◆ Activity: Only the lines from the one containing "Output: x=…, y=…" through the end of the entries are wanted, retyped exactly and without pictures.

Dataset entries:
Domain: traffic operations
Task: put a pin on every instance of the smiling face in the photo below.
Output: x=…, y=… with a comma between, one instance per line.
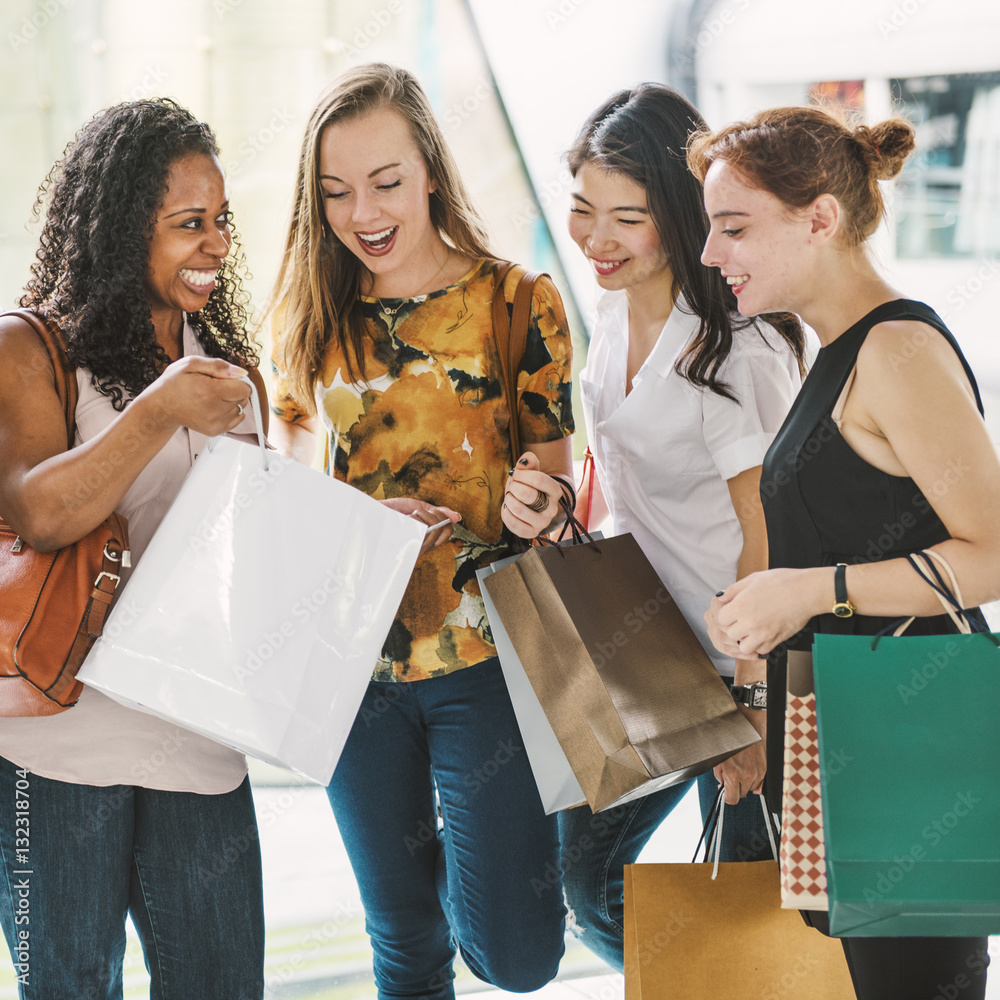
x=191, y=237
x=762, y=247
x=610, y=222
x=376, y=191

◆ Result:
Output: x=…, y=… with a comma between, one instance per line.
x=191, y=237
x=762, y=247
x=610, y=222
x=376, y=191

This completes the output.